Provided passage
------
Craig Cunningham

Roadrunners captain Craig Cunningham, who had part of his left leg amputated, says “I’m lucky I’m not 10 feet under.”

Mamta Popat / Arizona Daily Star

Craig Cunningham’s long and improbable recovery from cardiac arrest has been slowed in recent weeks. The Tucson Roadrunners captain had part of his left leg amputated on Christmas Eve amid fears of infection.

Cunningham had been at an increased risk of infection in his legs since his long hospitalization began in November. Dr. Zain Khalpey, who performed two emergency procedures on Cunningham, told the Star last month that amputation was a possibility.

Cunningham told on Monday that he expects to function normally once he’s fitted with a prosthesis. The captain remains thankful, even if the amputation means his slim chances of playing again have been dashed.

“Every time I think about how I can’t play anymore, I just think back to (the fact that) I’m lucky I’m not 10 feet under,” Cunningham told the website. “If I have to sacrifice playing hockey to be alive — and it’s a tough pill to swallow for sure, it’s been my whole life since I was 4 years old — it’s time for me to move on.”

Cunningham, 26, collapsed on the Tucson Arena ice before a Nov. 19 game against the Manitoba Moose. Cunningham required more than 85 minutes of relentless CPR after going into cardiac arrest on the ice. He was taken by ambulance to nearby Carondelet St. Mary’s Hospital, where innovative emergency medical procedures were completed by a team comprised of both St. Mary’s and Banner–University Medical Center doctors.

Cunningham was preparing to be discharged late last month before the leg infection caused more complications. Cunningham’s next stop will be a rehabilitation center, where he’ll build strength. Cunningham was scheduled to spend Christmas at a Tucson-area rehab facility, but the infection and amputation have forced a delay.

Cunningham and his family remain focused on his recovery, a Banner-UMC spokesperson said Thursday.
------
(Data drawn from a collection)
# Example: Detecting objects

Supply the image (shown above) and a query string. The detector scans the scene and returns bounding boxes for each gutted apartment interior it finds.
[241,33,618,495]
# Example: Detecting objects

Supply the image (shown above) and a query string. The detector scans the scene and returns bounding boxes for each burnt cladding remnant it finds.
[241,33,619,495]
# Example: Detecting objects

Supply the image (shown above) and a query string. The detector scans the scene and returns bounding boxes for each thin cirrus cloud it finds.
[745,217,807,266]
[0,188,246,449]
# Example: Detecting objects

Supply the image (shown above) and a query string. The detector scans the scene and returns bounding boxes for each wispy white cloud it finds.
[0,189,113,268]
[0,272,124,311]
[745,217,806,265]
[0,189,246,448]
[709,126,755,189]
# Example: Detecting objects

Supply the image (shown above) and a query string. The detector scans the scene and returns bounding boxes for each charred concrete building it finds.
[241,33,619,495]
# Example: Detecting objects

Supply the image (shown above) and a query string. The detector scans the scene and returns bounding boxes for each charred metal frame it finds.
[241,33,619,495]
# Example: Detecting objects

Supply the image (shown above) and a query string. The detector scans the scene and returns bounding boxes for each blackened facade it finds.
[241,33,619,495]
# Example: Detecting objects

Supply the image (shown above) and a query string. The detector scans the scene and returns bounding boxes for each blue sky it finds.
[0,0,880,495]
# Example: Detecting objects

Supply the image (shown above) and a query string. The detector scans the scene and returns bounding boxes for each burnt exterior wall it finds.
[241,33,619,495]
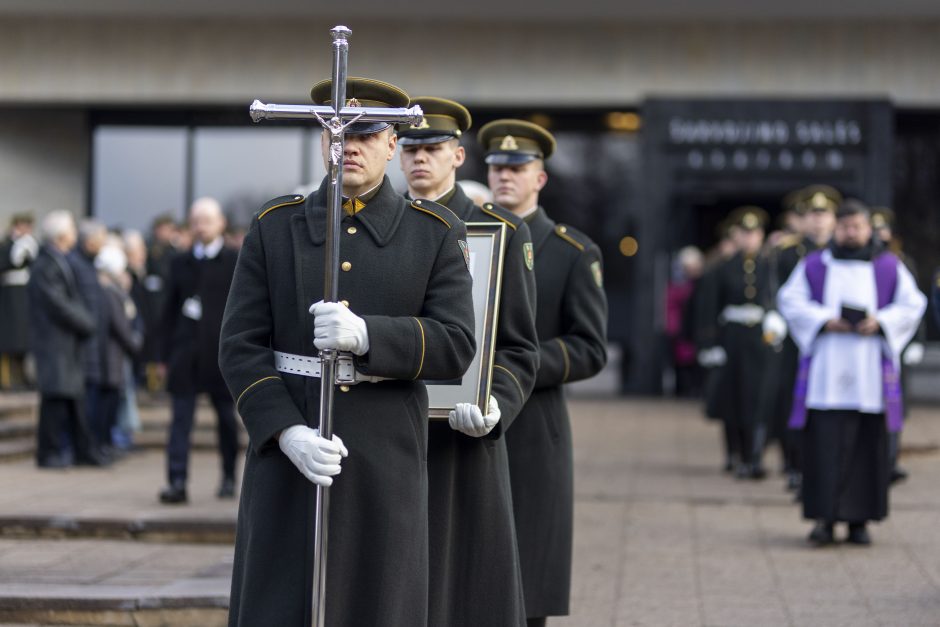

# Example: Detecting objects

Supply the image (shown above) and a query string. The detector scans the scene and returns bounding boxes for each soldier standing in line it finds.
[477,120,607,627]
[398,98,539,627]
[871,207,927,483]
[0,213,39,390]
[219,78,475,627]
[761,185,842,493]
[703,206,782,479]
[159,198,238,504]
------
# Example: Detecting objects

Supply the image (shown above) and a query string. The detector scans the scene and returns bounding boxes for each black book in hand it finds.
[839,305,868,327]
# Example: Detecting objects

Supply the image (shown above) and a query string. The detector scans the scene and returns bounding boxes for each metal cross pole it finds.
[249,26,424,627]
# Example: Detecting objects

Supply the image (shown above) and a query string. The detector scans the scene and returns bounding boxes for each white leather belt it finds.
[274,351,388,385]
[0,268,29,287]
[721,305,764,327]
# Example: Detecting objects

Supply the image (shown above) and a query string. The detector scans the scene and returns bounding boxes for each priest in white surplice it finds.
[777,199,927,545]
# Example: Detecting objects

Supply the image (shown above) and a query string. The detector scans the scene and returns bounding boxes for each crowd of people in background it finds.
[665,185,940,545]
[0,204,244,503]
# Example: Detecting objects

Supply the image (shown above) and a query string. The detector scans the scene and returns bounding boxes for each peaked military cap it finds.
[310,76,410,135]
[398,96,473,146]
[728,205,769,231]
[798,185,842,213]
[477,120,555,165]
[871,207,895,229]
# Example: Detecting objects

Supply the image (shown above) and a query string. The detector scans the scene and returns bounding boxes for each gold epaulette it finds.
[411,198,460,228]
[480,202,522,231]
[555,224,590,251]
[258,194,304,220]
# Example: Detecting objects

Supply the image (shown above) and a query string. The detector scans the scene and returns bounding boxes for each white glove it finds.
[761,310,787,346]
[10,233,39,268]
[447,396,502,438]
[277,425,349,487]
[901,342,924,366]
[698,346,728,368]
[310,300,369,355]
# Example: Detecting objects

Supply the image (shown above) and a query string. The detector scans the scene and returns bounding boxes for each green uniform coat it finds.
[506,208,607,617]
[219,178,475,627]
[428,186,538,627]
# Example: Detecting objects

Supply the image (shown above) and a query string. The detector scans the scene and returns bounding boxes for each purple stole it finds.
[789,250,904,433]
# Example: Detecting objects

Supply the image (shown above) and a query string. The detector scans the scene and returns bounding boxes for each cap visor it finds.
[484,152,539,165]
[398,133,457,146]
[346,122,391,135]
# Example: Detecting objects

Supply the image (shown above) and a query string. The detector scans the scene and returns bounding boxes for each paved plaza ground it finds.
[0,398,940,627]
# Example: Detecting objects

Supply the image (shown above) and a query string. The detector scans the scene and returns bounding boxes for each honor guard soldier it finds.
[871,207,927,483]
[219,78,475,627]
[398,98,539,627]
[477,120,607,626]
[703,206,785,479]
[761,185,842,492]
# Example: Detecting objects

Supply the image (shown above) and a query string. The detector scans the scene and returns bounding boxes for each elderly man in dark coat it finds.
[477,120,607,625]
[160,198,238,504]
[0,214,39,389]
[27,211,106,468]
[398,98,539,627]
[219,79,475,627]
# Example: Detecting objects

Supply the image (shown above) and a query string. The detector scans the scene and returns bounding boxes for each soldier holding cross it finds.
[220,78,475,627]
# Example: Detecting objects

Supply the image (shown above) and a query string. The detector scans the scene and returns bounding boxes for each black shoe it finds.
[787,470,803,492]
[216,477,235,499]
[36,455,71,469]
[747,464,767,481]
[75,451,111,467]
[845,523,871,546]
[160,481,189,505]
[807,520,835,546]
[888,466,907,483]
------
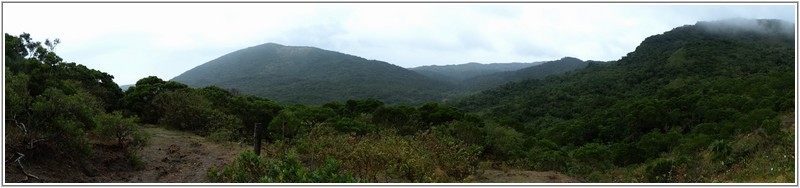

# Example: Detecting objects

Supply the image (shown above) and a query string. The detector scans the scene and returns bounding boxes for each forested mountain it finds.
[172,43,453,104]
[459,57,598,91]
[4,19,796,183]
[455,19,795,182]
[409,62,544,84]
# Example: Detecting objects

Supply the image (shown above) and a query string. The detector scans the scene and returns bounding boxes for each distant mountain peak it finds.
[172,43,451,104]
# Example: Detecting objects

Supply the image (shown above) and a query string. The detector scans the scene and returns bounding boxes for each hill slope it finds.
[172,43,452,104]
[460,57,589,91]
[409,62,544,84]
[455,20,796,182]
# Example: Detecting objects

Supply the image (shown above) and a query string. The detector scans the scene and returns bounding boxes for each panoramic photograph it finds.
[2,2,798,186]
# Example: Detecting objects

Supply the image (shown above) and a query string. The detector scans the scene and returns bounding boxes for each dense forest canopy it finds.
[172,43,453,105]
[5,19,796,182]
------
Continue the news article on Craig Cunningham's recovery from its final sentence.

The hospital issued a brief statement to the Star that read: “At the request of Mr. Cunningham, Banner–University Medical Center Tucson will not be providing any further information on his condition. We are humbled by Mr. Cunningham’s expressions of gratitude for the care he received here and our heartfelt thoughts are with him and his family as he moves forward in his recovery.”

Cunningham’s teammates continue to encourage him from the road. Defenseman Dakota Mermis told the Star on Thursday that Cunningham remains the team’s leader. The captain and his teammates have been in near-constant contact since his collapse.

“He’s definitely made a strong effort, and he can’t physically be here, but he’s always staying involved,” Mermis said from the team bus as it traveled to Stockton, California, where the team will play Friday night. “Guys are always going to see him. He was a captain for a reason, a unanimous captain for a reason. No one else is wearing that C.”

Cunningham’s recovery has helped the Roadrunners on the ice, too, even while providing a dose of perspective.

“I’d say we’ve gone to the next stage with this, but I don’t know if the trauma ever leaves your mind,” Mermis said. “It makes you know how precious your life is. But certainly with his recovery, it’s definitely helped our energy and our mood in the rink.”